------ Record set

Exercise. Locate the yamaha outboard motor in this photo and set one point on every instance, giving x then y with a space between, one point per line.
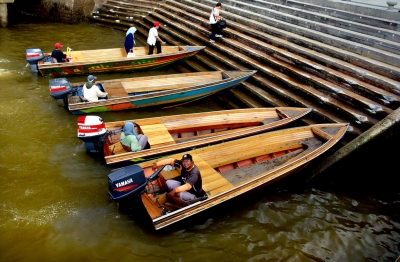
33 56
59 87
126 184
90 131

------------
------ Record set

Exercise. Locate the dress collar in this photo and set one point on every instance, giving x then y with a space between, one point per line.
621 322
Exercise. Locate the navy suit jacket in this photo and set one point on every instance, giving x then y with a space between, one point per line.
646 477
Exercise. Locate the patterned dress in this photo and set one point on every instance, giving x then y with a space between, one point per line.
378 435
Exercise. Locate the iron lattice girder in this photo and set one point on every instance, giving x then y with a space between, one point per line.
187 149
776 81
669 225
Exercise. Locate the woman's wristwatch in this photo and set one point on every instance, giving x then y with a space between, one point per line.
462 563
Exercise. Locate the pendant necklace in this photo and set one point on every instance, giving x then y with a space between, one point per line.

------------
------ Record set

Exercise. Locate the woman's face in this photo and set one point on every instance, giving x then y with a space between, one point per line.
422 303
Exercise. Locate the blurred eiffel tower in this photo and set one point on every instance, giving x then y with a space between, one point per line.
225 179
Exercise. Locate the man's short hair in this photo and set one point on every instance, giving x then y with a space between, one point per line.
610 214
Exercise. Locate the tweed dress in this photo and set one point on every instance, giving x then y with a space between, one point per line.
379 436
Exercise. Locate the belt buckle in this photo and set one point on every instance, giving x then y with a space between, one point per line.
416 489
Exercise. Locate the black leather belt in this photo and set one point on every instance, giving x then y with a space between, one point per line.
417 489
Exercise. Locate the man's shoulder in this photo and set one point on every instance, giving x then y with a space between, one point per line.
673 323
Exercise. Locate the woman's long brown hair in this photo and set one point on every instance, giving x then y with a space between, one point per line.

------------

Direction: Copy only the lines starting with the one that contains "Exercise. Locate the woman's wristwatch" and going on through the one that contains "Exercise. Locate the pendant", keeping every line. Adjust each point coordinate in the answers by -118, and leave all other wording and numbers as they are.

Written response:
Exercise. Locate the woman's wristwatch in this photo and set one point on every instance, giving x then y with a space between, one point per line.
344 445
Exercise. Locate the pendant necklace in this photo and set one point on every instance, giving x then y with a space between, one point per line.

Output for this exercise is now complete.